Task prompt:
Print the entries again word for word, from the line containing "Target: eyeglasses" through the end of the entries, and omit the pictures from your answer.

Dataset extract:
==================================================

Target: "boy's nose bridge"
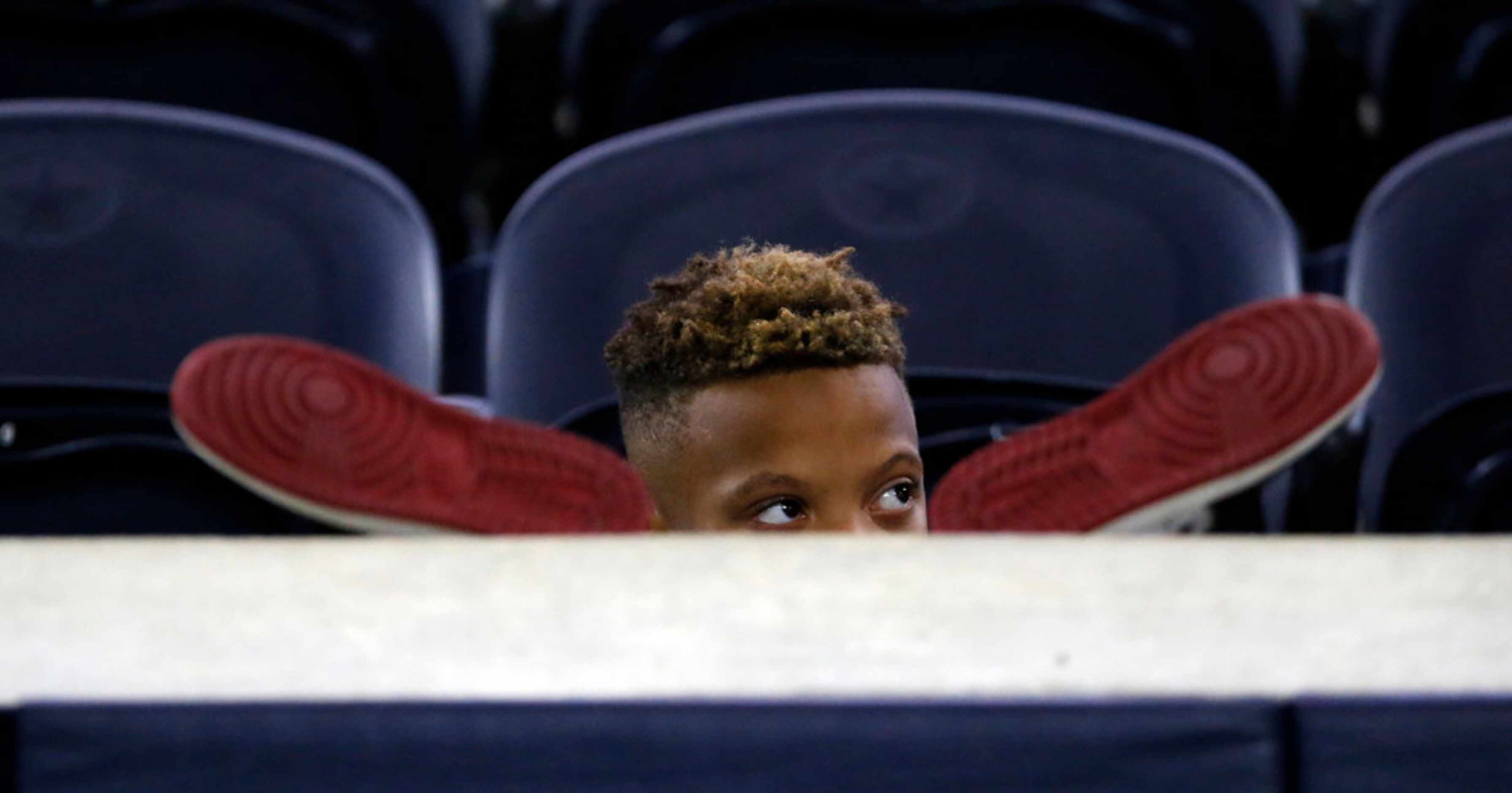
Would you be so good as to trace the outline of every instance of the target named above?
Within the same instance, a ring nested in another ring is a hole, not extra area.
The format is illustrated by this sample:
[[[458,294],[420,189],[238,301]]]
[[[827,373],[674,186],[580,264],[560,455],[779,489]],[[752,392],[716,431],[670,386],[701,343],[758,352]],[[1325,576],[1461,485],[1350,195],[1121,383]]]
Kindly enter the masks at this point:
[[[856,510],[841,515],[835,521],[821,522],[815,530],[830,534],[886,534],[886,530],[878,527],[865,510]]]

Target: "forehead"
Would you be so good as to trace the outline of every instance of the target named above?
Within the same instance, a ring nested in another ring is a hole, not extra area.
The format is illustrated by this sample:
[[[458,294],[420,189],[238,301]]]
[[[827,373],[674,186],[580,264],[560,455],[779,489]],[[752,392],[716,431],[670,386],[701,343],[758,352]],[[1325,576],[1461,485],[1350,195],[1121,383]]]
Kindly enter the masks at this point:
[[[717,383],[692,396],[686,418],[685,451],[720,468],[806,474],[836,459],[871,463],[918,446],[907,389],[880,365]]]

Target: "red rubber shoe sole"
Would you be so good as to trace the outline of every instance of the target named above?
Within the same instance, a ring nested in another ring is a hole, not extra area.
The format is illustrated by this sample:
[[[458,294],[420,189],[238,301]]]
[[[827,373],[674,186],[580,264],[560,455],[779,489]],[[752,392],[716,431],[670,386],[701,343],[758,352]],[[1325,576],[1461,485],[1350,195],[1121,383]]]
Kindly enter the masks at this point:
[[[644,531],[650,496],[608,448],[438,404],[346,353],[237,336],[174,377],[178,434],[259,495],[351,531]]]
[[[1158,530],[1305,454],[1379,375],[1374,328],[1338,300],[1235,309],[1087,406],[962,460],[930,493],[930,528]]]

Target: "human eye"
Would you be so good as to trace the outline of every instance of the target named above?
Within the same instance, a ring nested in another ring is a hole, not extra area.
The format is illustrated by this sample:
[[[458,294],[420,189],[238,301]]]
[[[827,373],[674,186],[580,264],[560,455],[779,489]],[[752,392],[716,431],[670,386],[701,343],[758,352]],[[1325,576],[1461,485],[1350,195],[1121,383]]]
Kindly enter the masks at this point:
[[[797,498],[779,498],[756,513],[756,522],[770,527],[788,525],[800,518],[803,518],[803,501]]]
[[[913,505],[918,492],[919,486],[913,481],[894,483],[877,496],[874,504],[880,512],[904,512]]]

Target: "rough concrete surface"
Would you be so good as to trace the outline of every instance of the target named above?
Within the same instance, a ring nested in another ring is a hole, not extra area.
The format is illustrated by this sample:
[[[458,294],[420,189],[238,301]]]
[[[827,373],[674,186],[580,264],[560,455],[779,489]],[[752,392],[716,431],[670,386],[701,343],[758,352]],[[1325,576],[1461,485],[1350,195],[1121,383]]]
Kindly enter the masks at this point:
[[[0,701],[1512,692],[1512,539],[0,542]]]

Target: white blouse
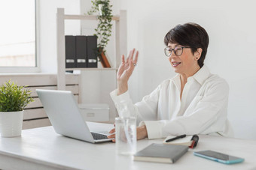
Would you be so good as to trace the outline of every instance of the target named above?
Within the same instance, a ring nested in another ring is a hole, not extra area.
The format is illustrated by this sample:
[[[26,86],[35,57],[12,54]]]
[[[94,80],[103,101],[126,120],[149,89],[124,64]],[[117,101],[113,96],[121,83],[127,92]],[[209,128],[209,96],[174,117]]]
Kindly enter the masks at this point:
[[[226,81],[204,65],[187,78],[181,100],[179,74],[163,81],[136,104],[128,91],[117,96],[114,90],[110,94],[120,116],[136,116],[139,126],[145,124],[148,139],[159,139],[182,134],[232,136],[227,118],[228,93]],[[123,103],[129,112],[122,113]]]

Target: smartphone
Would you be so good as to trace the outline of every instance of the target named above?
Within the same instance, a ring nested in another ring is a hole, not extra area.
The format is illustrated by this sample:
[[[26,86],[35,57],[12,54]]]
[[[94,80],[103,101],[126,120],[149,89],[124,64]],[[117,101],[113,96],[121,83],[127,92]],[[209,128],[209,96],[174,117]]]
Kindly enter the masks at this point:
[[[198,157],[201,157],[203,158],[206,158],[211,160],[214,160],[214,161],[219,162],[221,163],[225,163],[225,164],[239,163],[245,160],[245,159],[241,158],[241,157],[236,157],[224,154],[222,153],[212,151],[210,150],[193,152],[193,154]]]

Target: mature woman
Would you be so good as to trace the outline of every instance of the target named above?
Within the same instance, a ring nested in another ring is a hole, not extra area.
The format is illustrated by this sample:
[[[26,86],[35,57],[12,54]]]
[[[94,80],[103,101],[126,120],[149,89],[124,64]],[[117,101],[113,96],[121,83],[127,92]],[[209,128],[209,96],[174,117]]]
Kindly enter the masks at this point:
[[[119,114],[120,106],[126,103],[130,115],[125,116],[136,116],[140,122],[137,139],[181,134],[232,136],[227,119],[228,85],[203,64],[209,44],[206,30],[195,23],[178,25],[166,34],[164,43],[164,52],[178,73],[175,76],[133,104],[127,82],[138,59],[139,53],[133,57],[133,49],[126,61],[122,55],[117,89],[111,93]],[[113,132],[114,129],[110,131]]]

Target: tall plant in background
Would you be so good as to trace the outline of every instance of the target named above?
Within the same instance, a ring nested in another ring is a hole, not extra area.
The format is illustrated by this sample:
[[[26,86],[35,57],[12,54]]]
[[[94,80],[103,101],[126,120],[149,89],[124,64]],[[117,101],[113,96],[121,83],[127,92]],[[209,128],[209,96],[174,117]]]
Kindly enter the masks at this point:
[[[87,12],[88,15],[97,13],[99,21],[98,26],[95,28],[96,36],[98,38],[98,56],[103,52],[105,52],[105,47],[111,35],[111,20],[112,20],[112,5],[109,0],[94,0],[92,1],[93,6]]]

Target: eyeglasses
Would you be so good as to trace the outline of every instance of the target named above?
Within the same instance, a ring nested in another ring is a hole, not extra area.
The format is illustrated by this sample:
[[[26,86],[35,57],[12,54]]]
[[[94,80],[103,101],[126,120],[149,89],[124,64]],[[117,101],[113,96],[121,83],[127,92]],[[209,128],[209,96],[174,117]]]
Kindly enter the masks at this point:
[[[183,49],[184,48],[190,48],[190,47],[186,47],[186,46],[177,46],[175,49],[171,49],[169,47],[166,47],[164,49],[164,54],[167,56],[169,57],[172,55],[172,51],[174,52],[174,54],[176,56],[180,56],[182,52],[183,52]]]

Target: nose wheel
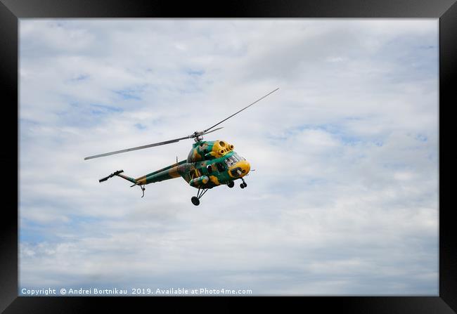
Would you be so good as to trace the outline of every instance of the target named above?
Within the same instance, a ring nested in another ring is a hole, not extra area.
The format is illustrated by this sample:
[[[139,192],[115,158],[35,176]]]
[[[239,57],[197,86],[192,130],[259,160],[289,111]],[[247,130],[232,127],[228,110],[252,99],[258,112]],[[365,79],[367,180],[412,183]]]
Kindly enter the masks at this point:
[[[200,204],[200,199],[198,199],[198,197],[196,196],[193,196],[191,199],[191,202],[192,202],[192,204],[195,206],[198,206]]]

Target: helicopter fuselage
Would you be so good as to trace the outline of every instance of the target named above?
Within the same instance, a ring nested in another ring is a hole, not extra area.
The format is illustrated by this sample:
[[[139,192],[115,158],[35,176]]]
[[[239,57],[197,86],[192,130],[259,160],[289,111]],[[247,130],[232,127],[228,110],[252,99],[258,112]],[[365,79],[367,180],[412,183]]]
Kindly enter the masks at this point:
[[[250,165],[238,156],[233,145],[223,140],[199,141],[193,144],[187,159],[132,179],[119,174],[136,185],[182,177],[191,186],[212,188],[246,176]]]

==================================================

Right answer:
Target: eyeglasses
Would you be so good as to trace the outline of every instance of the target named above?
Within the same instance, a ring nested in another ring is a hole, not extra area.
The format is illustrated by this sample:
[[[26,86],[35,57],[12,54]]]
[[[94,80],[103,101],[126,120],[149,89],[124,64]],[[117,101],[113,96],[121,83],[127,92]],[[209,128],[209,96],[174,117]]]
Kindly enter the masks at this point:
[[[183,49],[184,48],[190,48],[190,47],[186,47],[186,46],[177,46],[175,49],[171,49],[169,47],[166,47],[164,49],[164,54],[167,56],[169,57],[172,55],[172,51],[174,52],[174,54],[176,56],[180,56],[182,52],[183,52]]]

Target: nose wheel
Would you be so good as to trace the outline of every instance of the target named above?
Within the same instance, a ring nested in another ring is a hole, not extra area.
The format is illustrated by this sample:
[[[139,192],[115,158],[35,176]]]
[[[239,57],[197,86],[192,130],[259,160],[289,111]],[[247,130],[232,127],[228,110],[252,99],[258,112]],[[365,79],[367,180],[412,183]]]
Kindly enter the masks at this point:
[[[200,204],[200,199],[198,199],[198,197],[196,196],[193,196],[191,199],[191,202],[192,202],[192,204],[195,206],[198,206]]]

Target: helicopter fuselage
Would you be so good as to trace the outline of every instance of the target named above?
Within the same instance, a ring nested in another ring is a hole, not extra area.
The format is illustrated by this sample:
[[[139,192],[115,158],[35,176]]]
[[[239,57],[197,86],[192,130],[259,160],[289,111]],[[247,130],[232,127],[228,110],[252,99],[258,112]],[[365,79],[367,180],[412,183]]]
Kindly enter the masks at this point:
[[[250,165],[238,156],[233,145],[223,140],[199,141],[193,144],[187,159],[132,179],[119,174],[136,185],[182,177],[191,186],[212,188],[246,176]]]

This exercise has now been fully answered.